Work request » The records below need to be set down again exactly; their images stay out.

Raw data »
- - -
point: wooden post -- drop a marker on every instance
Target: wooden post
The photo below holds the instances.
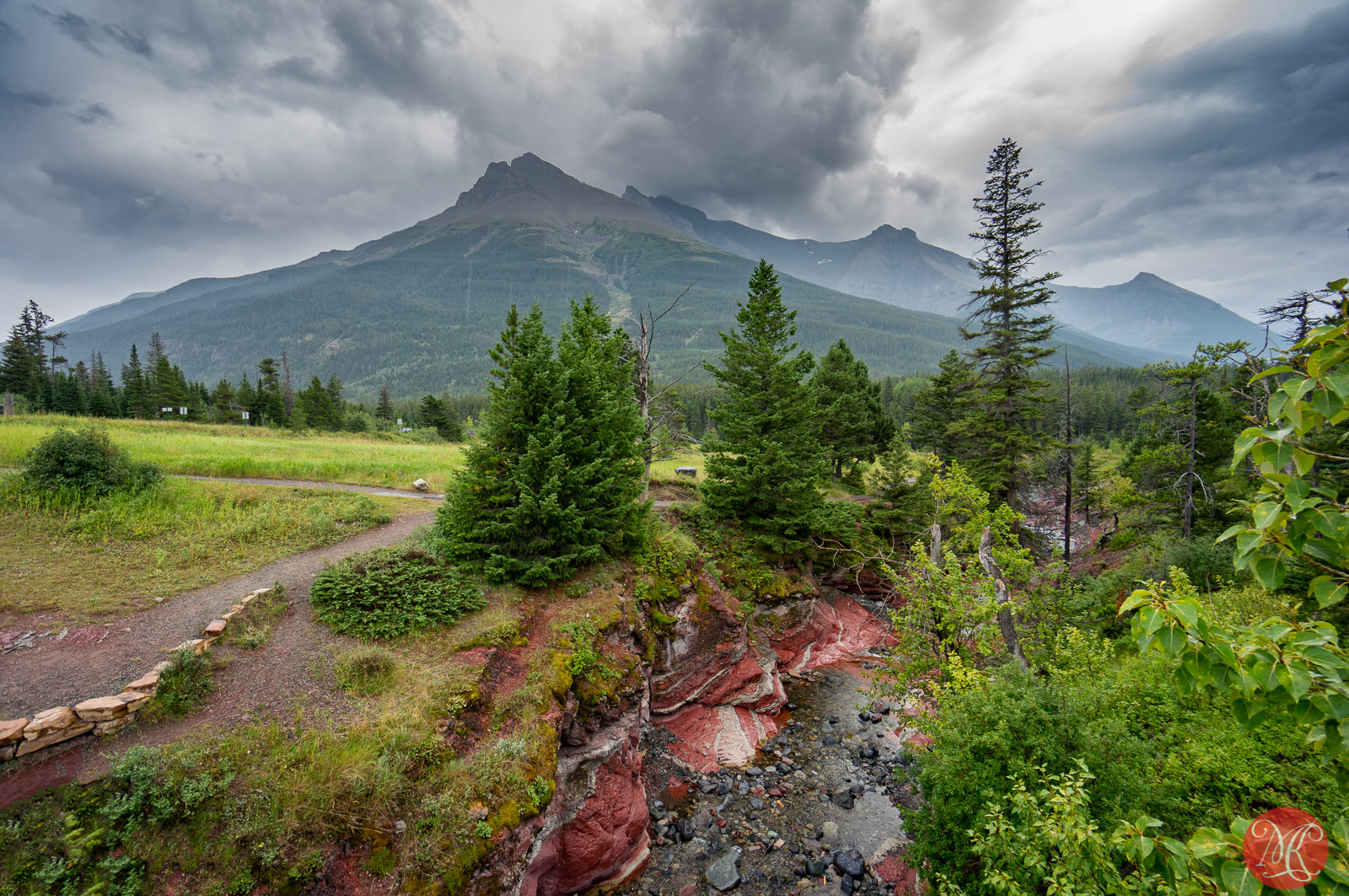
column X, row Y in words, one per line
column 1000, row 591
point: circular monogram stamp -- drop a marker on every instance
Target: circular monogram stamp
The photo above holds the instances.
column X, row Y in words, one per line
column 1286, row 848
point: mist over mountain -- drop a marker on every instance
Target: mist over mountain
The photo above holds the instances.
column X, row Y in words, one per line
column 896, row 267
column 418, row 309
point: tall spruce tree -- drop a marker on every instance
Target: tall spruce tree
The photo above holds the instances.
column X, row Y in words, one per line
column 944, row 402
column 1009, row 319
column 853, row 424
column 555, row 483
column 764, row 466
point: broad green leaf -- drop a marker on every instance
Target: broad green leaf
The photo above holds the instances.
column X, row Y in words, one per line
column 1173, row 640
column 1268, row 571
column 1135, row 599
column 1239, row 880
column 1186, row 612
column 1207, row 841
column 1328, row 591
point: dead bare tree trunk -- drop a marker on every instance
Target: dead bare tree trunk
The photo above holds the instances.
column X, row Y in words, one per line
column 1002, row 597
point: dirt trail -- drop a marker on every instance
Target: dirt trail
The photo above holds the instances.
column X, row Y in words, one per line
column 325, row 486
column 94, row 660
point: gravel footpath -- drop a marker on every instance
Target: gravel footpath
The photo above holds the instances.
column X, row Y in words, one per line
column 65, row 666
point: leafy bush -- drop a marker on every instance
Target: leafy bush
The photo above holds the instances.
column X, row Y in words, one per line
column 391, row 591
column 84, row 463
column 184, row 686
column 1180, row 759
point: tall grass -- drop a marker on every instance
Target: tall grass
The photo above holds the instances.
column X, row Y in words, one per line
column 204, row 449
column 121, row 552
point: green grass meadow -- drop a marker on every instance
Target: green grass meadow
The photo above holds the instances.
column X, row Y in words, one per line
column 119, row 554
column 236, row 451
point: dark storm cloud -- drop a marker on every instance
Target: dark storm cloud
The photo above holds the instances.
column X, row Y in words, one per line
column 755, row 103
column 1212, row 137
column 91, row 34
column 94, row 114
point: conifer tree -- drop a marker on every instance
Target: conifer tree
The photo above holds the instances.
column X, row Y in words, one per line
column 384, row 409
column 1009, row 320
column 335, row 401
column 24, row 358
column 134, row 388
column 435, row 415
column 764, row 464
column 944, row 402
column 853, row 424
column 555, row 483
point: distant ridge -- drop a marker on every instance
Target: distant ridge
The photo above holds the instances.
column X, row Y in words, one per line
column 895, row 266
column 418, row 309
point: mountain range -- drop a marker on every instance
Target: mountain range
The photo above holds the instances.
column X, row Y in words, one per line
column 420, row 308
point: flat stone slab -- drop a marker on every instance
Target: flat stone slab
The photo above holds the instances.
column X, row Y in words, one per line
column 11, row 730
column 101, row 709
column 148, row 682
column 56, row 737
column 49, row 721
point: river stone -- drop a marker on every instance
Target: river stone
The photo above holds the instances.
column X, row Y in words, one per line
column 723, row 875
column 849, row 861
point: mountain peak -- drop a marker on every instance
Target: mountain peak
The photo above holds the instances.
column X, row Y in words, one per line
column 903, row 233
column 524, row 174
- - -
Written response »
point: wooden post -- drop a marker on every instance
Target: wooden post
The photo below holds the instances.
column X, row Y in words, one per line
column 1000, row 591
point: circular monogram stamp -- drop a marker on every instance
Target: circular monogram stamp
The photo above holds the instances.
column X, row Y in words, one per line
column 1286, row 848
point: mist over mountain -- drop a marker on every instance
Target: mist over mountain
The photo above holds the instances.
column X, row Y in words, one per line
column 896, row 267
column 418, row 309
point: tall spruce tree -- drop a marker on every instance
Target: tall spruce tree
The photo above holds the instances.
column X, row Y in words, one per line
column 944, row 402
column 1009, row 319
column 853, row 424
column 555, row 483
column 764, row 466
point: broad green leaf -- drop a marker on every instance
Target: broad green leaf
The photo above holds the instances.
column X, row Y in words, one per line
column 1173, row 640
column 1268, row 571
column 1135, row 599
column 1239, row 880
column 1186, row 612
column 1207, row 841
column 1328, row 591
point: dead bare tree trunk -- drop a marker on every instance
Target: dead bare tree trunk
The photo above holds the instances.
column X, row Y in words, one per line
column 1002, row 597
point: dirt trail -- drop a marker on every instance
Target: dirt trail
The photo above holds the instances.
column X, row Y in words, one per line
column 325, row 486
column 94, row 660
point: gravel footpath -- drop a marker on every instance
Target: gravel footpath
The photo above holds the instances.
column X, row Y in words, one per line
column 65, row 666
point: leafy bush -- drop a marker on every instance
Target: leafy bush
The photo above holds the instances.
column X, row Y in words, one per line
column 391, row 591
column 84, row 463
column 184, row 686
column 1180, row 759
point: tall grass -- drop a marker on every instance
Target: tall grass
The photo above holds the instances.
column X, row Y in words, one per line
column 204, row 449
column 121, row 552
point: green grass meadow -- drop a marker on every instance
Target: green grass meadow
The photo above holds the instances.
column X, row Y in words, one per line
column 119, row 554
column 236, row 451
point: dark storm cloud -- drop a marker on every instance
Target: dark storm cloud
The photo above holds the instances.
column X, row Y in words, one per line
column 755, row 103
column 1212, row 137
column 91, row 34
column 94, row 114
point: conifer tree -- drop a marker on every instance
Target: conifer tree
The photo above holds the instances.
column X, row Y in words, one per line
column 384, row 409
column 1009, row 320
column 335, row 401
column 24, row 358
column 134, row 388
column 435, row 415
column 764, row 464
column 944, row 402
column 853, row 424
column 555, row 483
point: distant ridge -- drop a marker on every instance
Target: distant ridge
The photo above holds the instances.
column X, row Y in words, one per line
column 895, row 266
column 418, row 309
point: mountain range -- drop a marker on every instance
Target: mountain range
The photo above holds the instances.
column X, row Y in words, one per line
column 420, row 308
point: flat stone slab -- drop a marker on every instance
Target: flat stone slab
The photo above holds the instances.
column X, row Y in words, one per line
column 11, row 730
column 101, row 709
column 148, row 682
column 56, row 737
column 49, row 721
point: river stone -- drop a marker on every instance
Target: river stone
The photo above holds the instances.
column X, row Y in words, one per line
column 723, row 875
column 849, row 861
point: mountain peak -- drop a marker on every instance
Target: mountain peak
The photo above holds the instances.
column X, row Y in words, one per line
column 903, row 233
column 524, row 174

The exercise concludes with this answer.